BEGIN TASK INPUTS

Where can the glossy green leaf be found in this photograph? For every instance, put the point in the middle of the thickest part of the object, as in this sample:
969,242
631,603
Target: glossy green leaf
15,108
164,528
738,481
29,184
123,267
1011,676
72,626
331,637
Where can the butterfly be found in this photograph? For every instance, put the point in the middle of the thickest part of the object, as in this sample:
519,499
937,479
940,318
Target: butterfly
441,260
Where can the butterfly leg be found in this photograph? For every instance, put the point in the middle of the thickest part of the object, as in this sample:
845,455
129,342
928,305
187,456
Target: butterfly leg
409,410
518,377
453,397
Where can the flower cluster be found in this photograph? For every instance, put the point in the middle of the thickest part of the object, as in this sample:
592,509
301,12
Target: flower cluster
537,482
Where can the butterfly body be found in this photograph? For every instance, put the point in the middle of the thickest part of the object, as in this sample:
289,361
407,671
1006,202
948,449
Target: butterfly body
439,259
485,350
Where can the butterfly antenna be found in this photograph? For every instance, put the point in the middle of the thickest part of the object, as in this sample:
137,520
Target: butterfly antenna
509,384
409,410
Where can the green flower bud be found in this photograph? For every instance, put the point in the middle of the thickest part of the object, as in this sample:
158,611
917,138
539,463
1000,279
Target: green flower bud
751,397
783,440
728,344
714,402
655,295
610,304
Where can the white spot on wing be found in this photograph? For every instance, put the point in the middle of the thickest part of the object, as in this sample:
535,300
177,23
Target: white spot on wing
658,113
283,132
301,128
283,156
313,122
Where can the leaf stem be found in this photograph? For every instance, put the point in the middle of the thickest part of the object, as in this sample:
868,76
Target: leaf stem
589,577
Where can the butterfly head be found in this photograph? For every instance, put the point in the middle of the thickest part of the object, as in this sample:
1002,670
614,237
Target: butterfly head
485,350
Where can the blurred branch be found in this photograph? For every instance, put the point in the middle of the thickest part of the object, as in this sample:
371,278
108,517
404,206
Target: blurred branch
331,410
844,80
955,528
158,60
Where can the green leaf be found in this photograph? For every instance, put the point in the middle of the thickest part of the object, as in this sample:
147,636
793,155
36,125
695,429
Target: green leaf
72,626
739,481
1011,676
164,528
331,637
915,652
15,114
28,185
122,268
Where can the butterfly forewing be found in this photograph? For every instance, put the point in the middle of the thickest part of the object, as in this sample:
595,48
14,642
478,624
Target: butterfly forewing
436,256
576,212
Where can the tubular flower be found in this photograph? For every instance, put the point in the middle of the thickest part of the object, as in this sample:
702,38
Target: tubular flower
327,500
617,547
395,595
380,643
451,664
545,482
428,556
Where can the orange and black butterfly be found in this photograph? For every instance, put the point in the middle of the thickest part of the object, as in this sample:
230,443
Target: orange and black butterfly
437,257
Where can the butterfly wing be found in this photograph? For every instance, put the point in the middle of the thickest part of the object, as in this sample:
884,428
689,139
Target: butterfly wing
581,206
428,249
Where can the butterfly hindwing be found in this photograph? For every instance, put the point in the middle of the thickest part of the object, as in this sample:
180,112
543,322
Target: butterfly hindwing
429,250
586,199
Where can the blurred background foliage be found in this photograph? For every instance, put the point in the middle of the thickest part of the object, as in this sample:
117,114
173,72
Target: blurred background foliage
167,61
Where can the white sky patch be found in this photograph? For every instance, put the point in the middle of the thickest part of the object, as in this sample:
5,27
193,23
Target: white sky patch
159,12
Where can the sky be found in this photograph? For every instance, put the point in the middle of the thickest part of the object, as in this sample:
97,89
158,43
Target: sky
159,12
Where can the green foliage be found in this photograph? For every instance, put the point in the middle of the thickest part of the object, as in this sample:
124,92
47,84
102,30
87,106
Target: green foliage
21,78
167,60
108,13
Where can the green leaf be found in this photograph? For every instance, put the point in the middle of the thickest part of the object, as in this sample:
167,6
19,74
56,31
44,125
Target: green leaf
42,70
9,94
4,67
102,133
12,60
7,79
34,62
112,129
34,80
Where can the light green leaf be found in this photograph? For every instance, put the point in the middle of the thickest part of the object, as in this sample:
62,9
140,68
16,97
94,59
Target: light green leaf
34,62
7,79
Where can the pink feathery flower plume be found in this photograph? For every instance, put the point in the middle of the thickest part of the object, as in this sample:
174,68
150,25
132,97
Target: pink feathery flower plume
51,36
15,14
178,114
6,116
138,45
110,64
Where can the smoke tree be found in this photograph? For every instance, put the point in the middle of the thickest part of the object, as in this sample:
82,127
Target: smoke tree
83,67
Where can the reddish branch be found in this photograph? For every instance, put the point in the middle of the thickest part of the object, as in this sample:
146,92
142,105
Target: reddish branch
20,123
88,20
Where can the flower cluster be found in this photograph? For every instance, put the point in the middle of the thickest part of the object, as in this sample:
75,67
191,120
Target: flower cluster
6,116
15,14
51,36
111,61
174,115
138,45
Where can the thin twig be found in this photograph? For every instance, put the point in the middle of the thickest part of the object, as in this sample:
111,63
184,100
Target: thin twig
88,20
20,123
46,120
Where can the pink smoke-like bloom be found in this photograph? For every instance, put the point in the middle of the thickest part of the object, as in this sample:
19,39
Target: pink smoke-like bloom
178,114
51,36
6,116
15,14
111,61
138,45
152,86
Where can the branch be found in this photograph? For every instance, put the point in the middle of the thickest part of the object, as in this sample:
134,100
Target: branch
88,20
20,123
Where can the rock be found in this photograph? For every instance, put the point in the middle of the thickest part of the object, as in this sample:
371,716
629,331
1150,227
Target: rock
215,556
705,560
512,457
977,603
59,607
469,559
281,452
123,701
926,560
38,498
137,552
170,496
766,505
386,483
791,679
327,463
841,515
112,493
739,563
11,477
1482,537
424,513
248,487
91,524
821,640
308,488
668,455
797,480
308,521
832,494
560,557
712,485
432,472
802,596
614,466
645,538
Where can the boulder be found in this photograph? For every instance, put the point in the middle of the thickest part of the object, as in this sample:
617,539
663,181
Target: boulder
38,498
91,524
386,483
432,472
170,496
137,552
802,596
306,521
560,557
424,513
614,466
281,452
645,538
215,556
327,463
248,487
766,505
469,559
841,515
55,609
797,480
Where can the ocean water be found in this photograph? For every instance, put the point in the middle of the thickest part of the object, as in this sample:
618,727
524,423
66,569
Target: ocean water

END TASK INPUTS

▶ [TASK GOAL]:
Lines that hold "ocean" are the ones to copy, so pick each out from the data.

▶ [RESPONSE TO THIS TASK]:
Where can the ocean water be found in this photograph? For every instance, put the point in the middle of the thickest part of the object, as in this sample:
Target: ocean water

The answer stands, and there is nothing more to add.